═════ INPUT FOR THIS TASK

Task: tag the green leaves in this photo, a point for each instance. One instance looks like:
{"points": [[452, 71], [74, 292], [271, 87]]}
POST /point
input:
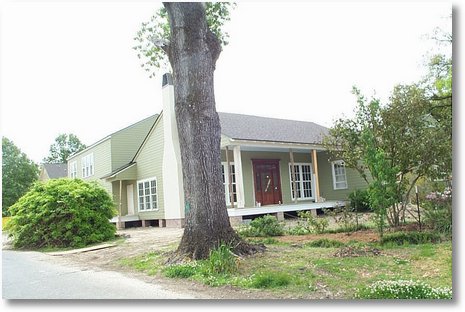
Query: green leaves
{"points": [[157, 30], [62, 213], [65, 145], [18, 174]]}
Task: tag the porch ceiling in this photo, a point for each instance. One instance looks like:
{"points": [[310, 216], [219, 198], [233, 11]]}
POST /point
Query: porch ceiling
{"points": [[268, 146]]}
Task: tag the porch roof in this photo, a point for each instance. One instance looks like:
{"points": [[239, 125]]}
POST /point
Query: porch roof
{"points": [[263, 129]]}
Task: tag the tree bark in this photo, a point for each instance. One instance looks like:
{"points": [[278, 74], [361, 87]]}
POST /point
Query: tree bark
{"points": [[193, 52]]}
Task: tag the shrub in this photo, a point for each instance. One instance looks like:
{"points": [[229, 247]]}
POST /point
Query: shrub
{"points": [[262, 227], [270, 280], [62, 213], [403, 290], [414, 237], [180, 270], [325, 243], [221, 261], [438, 211], [360, 201]]}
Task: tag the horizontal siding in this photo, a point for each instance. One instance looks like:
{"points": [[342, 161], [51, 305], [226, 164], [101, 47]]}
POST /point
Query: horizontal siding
{"points": [[247, 169], [149, 165], [126, 142], [327, 191], [354, 180], [102, 163]]}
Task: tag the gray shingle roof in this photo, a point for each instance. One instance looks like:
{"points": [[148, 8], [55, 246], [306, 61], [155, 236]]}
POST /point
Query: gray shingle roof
{"points": [[246, 127], [56, 171]]}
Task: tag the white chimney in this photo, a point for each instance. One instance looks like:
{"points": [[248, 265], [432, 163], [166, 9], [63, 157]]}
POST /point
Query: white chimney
{"points": [[173, 192]]}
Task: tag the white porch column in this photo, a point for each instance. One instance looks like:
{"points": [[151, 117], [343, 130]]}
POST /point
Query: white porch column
{"points": [[316, 178], [173, 189], [239, 176]]}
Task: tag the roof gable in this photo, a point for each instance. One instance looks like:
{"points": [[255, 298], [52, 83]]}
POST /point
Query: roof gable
{"points": [[55, 171]]}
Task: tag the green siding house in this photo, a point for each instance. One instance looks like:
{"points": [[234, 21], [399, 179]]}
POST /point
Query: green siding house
{"points": [[269, 166]]}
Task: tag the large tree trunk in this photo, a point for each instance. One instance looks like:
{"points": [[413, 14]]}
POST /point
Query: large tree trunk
{"points": [[193, 51]]}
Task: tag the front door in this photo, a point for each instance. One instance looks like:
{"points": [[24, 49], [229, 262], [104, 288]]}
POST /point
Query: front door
{"points": [[130, 197], [267, 181]]}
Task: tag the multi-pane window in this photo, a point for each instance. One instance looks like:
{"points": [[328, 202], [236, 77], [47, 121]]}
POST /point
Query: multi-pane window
{"points": [[147, 194], [87, 165], [339, 175], [225, 172], [73, 170], [303, 181]]}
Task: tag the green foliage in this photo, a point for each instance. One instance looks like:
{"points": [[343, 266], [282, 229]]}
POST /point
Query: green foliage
{"points": [[181, 270], [325, 243], [62, 213], [360, 200], [310, 224], [155, 34], [403, 289], [65, 145], [221, 261], [344, 217], [18, 174], [270, 279], [414, 237], [263, 227], [438, 211]]}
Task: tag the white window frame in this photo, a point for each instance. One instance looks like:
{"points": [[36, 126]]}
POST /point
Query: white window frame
{"points": [[335, 183], [224, 165], [73, 170], [150, 195], [300, 183], [87, 165]]}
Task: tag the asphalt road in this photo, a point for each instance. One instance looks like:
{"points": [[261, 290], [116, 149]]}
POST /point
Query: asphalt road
{"points": [[33, 275]]}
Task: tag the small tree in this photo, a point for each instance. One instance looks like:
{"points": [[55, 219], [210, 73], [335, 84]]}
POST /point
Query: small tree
{"points": [[62, 213], [65, 145], [18, 174]]}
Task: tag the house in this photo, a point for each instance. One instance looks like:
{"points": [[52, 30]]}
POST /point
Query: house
{"points": [[269, 166], [108, 154], [53, 171]]}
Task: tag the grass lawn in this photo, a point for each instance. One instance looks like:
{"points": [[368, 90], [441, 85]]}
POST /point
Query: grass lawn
{"points": [[298, 270]]}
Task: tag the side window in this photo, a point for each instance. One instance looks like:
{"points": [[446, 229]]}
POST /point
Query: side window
{"points": [[339, 175]]}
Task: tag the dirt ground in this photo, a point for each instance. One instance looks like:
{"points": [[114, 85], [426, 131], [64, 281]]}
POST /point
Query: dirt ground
{"points": [[138, 241]]}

══════════

§ **PROBLEM DETAILS**
Produce an exact copy of each line from the one holding "Query: grass lawn" through the last line of the records, both included, and nothing more.

§ **TASK ANSWER**
Query: grass lawn
{"points": [[298, 270]]}
Task: tag the side window in this photo, a point for each instance. One instance looks like:
{"points": [[446, 229]]}
POST /point
Query: side window
{"points": [[339, 175]]}
Task: tag the dirt ground in this photo, a point for each instance. One instance looks like:
{"points": [[114, 85], [426, 131], [64, 281]]}
POST /point
Query: dirt ground
{"points": [[138, 241]]}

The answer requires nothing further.